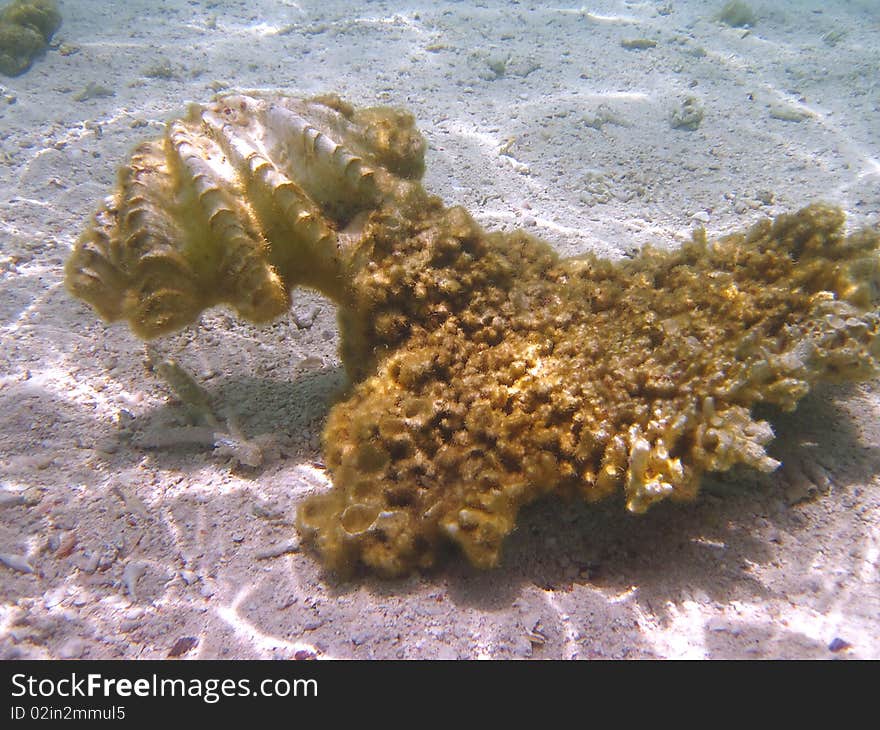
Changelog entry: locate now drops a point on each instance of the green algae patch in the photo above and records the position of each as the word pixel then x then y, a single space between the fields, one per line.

★ ★ ★ ★ ★ ★ ★

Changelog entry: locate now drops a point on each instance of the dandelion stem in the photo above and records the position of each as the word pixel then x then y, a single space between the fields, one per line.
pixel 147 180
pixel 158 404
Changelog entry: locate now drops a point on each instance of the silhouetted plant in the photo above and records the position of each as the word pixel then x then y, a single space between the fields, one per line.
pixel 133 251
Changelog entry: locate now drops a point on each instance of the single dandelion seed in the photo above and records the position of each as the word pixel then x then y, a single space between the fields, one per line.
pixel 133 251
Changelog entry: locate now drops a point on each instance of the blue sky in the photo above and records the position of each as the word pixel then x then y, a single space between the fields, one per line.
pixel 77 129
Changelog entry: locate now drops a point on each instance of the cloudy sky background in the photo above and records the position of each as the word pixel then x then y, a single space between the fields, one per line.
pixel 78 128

★ ★ ★ ★ ★ ★ ★

▸ What is being asked
Format the records from the line containing "of the silhouetted" through the line containing "pixel 78 128" as a JSON list of strings, one string per line, with blank lines left out.

▸ Exercise output
[
  "Changelog entry: locate now drops a point on each instance of the silhouetted plant in the photo above and records the position of each as the word pixel then x then y, a single space between the fields, one per line.",
  "pixel 133 251",
  "Changelog entry: locate now drops a point on each instance of the single dandelion seed in the photo above and records the position of each as the word pixel then x then y, a single space between the fields, one per line.",
  "pixel 133 251",
  "Changelog entry: locate now drops a point on each instance of the blue sky in the photo above and records the position of each as the word pixel then x then y, a single space between the fields, one per line.",
  "pixel 77 129",
  "Changelog entry: locate now drops a point on each instance of the cloudy sky background in the photo above and records the position of each as the word pixel then x then y, a single space between the fields, one per line.",
  "pixel 78 128"
]